▸ Activities
a. In the property-hunt post, how many other offers did Property #2 have yesterday afternoon besides the writer's own?
b. Extract the passage of the property-hunt post between "I won’t give" and "wait with me?", inclusive, without changing a word.

▸ Text block
We’re only a week in and the process has already been hard. My offer on Property #2 is not strong against their other current offers (yesterday afternoon there were three in addition to my own) and won’t hold. Today the open house will certainly bring more, and I’m not taking it that well. Mind you I don’t love this property. In similar fashion to my Milford Street Condo, it’s not what I lie awake at night dreaming about. This reality can sometimes be hard for people to appreciate. Many cannot conceive of a reason I would buy a property I don’t even like. They know of the Quest, and yet it still seems foreign to them, and some even become angry about it. As my dear friend Stephanie says – “it’s not my forever place, but it will do for now”.
So why this property when my heart longs for another I saw on Waltham Street yesterday? Well it’s simple….Property #2 is the safe bet with it’s square foot price and certain return on investment. It won’t break my heart like Waltham will. All my longing and wishing for it to be just a tiny bit more accommodating, couldn’t the square foot price be a little more flexible to my needs, won’t change the reality that it will let me down? The kitchen requires renovation, the floors need refinishing, the windows need replacement or a brilliant carpenter to replace sills and make some necessary repairs to keep the water out. Funny how something you can absolutely adore can also be the bane of your existence. I’m still scared from my last water encounter and am proceeding with extreme caution. It doesn’t change the reality that I was up in the middle of the night again for three hours pining away for Waltham and asking myself how far I’ll go on my revised offer to get #2. I’m starting to resent it already for not being as cute, fun, and interesting as Waltham, and yet I know that when the going gets tough Waltham will leave me in the lurch. What to do?
I won’t give up on Property #2 yet. I’ll push that resentment down into my toes, put a smile on my face and offer, gulp – a lot more. I’ll worry all day long, waiting for the 8 pm decision and phone call, most certainly ruining my day in the process. I hate not being in control, but what can I do? Waiting patiently was never a strong point. Will you wait with me?

▸ Given records
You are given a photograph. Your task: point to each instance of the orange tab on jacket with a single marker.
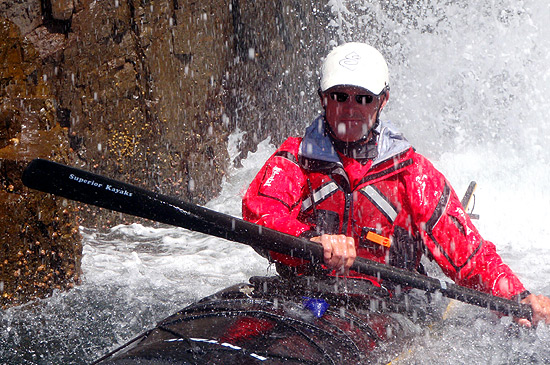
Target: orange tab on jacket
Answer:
(381, 240)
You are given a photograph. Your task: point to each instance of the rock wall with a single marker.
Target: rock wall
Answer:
(146, 92)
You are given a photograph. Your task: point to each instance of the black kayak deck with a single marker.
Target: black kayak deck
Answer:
(267, 322)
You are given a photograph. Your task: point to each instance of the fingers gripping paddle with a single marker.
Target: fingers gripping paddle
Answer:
(89, 188)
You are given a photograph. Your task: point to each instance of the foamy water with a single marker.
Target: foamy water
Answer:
(470, 86)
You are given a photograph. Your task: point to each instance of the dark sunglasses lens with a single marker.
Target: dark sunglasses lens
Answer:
(338, 96)
(364, 99)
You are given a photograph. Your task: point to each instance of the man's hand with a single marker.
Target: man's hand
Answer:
(339, 251)
(541, 310)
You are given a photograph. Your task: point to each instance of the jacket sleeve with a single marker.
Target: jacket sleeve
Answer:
(274, 197)
(450, 236)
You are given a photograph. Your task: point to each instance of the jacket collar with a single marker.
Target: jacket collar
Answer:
(317, 145)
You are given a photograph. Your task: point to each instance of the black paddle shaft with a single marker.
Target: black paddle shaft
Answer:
(90, 188)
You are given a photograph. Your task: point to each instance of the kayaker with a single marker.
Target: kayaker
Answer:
(356, 186)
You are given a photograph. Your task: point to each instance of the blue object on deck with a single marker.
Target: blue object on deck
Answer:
(317, 306)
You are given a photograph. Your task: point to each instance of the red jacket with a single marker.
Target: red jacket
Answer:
(307, 188)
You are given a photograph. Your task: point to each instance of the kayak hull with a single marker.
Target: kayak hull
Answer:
(261, 323)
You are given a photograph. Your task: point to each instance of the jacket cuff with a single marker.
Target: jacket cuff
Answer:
(519, 297)
(309, 234)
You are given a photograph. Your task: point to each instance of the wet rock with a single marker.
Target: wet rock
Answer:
(62, 9)
(40, 245)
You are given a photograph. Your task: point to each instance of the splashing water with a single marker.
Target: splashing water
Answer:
(469, 89)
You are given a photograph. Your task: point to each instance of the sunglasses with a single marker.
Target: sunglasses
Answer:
(342, 97)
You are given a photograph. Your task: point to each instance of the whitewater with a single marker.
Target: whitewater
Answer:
(469, 88)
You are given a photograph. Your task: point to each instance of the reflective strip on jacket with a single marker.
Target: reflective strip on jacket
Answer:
(306, 188)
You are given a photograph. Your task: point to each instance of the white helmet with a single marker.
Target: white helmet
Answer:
(356, 64)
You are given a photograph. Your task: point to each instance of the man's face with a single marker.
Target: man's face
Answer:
(350, 111)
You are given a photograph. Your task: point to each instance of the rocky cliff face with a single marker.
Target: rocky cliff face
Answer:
(146, 92)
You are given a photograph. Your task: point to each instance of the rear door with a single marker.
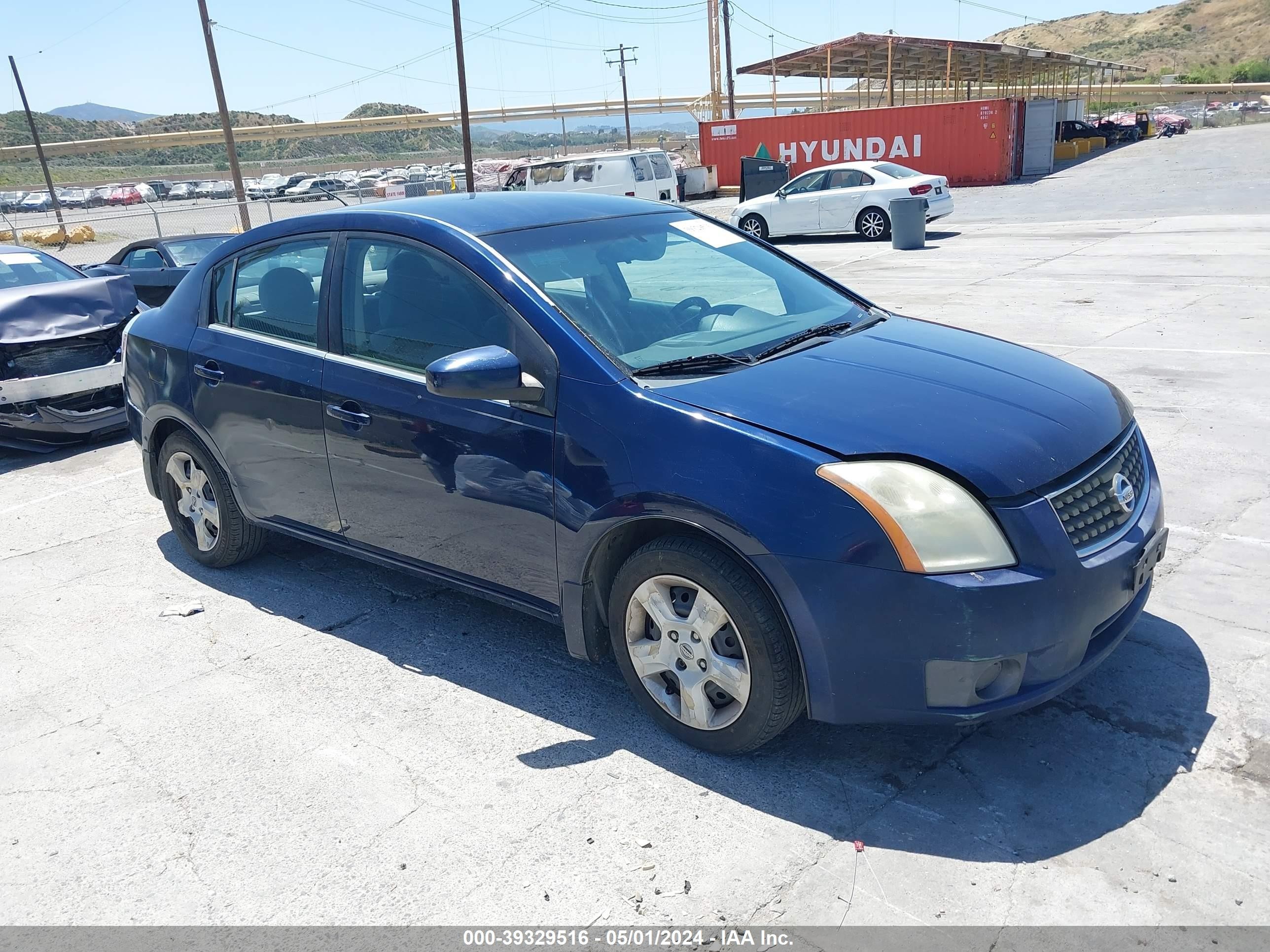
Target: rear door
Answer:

▸ Solutions to the problems
a. Three.

b.
I won’t give up on Property #2 yet. I’ll push that resentment down into my toes, put a smile on my face and offer, gulp – a lot more. I’ll worry all day long, waiting for the 8 pm decision and phone call, most certainly ruining my day in the process. I hate not being in control, but what can I do? Waiting patiently was never a strong point. Will you wait with me?